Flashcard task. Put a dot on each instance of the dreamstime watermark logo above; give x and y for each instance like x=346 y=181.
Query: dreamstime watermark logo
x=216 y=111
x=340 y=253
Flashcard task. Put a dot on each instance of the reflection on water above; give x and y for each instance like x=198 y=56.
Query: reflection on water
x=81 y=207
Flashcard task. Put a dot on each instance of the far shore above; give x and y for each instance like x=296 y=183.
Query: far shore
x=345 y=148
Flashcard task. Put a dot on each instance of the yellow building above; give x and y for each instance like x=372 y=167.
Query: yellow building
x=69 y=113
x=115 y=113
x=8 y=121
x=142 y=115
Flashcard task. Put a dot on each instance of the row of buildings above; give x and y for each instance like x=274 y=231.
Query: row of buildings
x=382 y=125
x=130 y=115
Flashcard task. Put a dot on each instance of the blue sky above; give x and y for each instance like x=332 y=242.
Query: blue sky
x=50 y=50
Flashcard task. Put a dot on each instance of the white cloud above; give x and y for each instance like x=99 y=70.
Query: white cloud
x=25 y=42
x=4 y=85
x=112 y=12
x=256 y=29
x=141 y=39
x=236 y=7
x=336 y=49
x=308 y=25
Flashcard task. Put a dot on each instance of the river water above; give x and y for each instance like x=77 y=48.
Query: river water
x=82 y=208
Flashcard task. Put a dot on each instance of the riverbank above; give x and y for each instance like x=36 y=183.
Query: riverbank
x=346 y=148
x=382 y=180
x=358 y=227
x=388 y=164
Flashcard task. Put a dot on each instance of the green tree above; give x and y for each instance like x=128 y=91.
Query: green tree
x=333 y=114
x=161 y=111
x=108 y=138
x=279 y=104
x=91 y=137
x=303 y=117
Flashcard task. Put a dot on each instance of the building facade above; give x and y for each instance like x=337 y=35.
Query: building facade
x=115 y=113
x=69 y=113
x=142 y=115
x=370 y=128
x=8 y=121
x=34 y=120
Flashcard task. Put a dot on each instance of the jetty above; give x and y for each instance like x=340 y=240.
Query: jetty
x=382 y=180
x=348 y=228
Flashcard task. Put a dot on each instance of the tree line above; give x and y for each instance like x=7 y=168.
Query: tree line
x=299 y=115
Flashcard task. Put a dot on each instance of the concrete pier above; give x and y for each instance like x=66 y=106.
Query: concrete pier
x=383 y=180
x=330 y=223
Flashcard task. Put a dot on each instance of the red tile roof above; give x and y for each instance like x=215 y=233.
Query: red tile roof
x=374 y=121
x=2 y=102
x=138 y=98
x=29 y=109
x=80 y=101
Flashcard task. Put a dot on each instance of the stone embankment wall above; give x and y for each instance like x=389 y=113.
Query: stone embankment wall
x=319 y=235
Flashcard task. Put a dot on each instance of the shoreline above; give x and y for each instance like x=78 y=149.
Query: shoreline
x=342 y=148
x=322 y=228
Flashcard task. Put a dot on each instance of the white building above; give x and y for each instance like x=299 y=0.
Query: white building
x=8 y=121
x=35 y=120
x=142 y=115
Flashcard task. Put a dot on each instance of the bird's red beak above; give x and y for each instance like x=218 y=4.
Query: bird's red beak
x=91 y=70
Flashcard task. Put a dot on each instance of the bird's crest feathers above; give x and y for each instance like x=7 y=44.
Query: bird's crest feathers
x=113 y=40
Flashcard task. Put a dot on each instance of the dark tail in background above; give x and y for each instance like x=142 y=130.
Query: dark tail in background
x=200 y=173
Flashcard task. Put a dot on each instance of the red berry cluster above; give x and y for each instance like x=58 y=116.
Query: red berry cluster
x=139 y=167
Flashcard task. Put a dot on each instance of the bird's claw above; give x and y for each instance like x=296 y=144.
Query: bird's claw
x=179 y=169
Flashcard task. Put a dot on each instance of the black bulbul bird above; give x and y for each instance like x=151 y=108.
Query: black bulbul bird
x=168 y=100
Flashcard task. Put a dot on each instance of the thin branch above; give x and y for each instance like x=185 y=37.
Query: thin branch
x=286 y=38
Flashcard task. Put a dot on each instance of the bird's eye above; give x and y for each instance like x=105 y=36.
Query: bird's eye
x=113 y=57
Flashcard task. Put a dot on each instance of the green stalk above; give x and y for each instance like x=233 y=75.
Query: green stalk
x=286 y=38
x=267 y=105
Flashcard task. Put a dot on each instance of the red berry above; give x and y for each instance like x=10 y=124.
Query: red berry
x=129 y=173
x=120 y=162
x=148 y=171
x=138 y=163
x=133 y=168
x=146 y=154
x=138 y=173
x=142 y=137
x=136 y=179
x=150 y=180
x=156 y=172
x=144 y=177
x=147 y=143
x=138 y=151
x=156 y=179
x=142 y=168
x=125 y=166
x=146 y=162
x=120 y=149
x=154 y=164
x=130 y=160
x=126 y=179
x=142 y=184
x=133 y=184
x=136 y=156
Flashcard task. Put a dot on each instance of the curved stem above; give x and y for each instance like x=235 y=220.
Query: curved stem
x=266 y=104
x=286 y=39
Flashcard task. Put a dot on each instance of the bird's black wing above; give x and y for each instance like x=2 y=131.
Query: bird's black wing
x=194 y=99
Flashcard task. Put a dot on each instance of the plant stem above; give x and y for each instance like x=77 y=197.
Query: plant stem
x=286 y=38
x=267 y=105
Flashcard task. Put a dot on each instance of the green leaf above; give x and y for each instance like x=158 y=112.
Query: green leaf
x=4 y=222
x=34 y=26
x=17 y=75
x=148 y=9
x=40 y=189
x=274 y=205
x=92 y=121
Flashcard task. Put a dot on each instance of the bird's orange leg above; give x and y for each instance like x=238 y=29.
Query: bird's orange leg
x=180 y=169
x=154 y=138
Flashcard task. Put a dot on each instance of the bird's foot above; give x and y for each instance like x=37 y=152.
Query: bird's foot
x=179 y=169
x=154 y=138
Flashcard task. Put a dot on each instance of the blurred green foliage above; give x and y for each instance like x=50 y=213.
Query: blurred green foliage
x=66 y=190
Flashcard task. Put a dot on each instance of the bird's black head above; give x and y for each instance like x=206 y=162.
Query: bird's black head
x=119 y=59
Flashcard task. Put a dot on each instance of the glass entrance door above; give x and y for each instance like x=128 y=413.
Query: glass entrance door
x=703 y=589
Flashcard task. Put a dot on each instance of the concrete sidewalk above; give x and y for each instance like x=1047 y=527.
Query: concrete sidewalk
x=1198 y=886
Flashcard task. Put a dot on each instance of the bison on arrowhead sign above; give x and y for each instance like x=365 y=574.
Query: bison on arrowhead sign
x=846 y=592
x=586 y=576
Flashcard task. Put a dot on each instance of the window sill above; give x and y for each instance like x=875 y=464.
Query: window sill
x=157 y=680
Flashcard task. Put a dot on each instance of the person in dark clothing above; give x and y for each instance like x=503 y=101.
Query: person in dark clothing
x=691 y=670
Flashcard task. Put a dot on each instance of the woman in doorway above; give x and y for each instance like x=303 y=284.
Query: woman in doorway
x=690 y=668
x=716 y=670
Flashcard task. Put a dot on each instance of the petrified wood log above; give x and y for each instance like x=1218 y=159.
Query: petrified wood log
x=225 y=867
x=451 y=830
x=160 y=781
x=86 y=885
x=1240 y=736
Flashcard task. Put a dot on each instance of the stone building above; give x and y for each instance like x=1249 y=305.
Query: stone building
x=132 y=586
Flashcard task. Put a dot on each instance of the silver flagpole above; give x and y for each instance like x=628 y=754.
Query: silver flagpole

* _Task to carry out_
From the material above, set down exactly the lines between the line holding "like x=296 y=144." and the line holding "Flashcard task. Put a dot on each instance of the black", inclusive. Include nothing else.

* _Response box_
Flashcard task. Put a dot on each instance of the bird's claw above; give x and y for each instance like x=296 y=144.
Query: bird's claw
x=179 y=169
Flashcard task. Put a dot on each instance of the black bulbul bird above; give x and y for each instance like x=151 y=108.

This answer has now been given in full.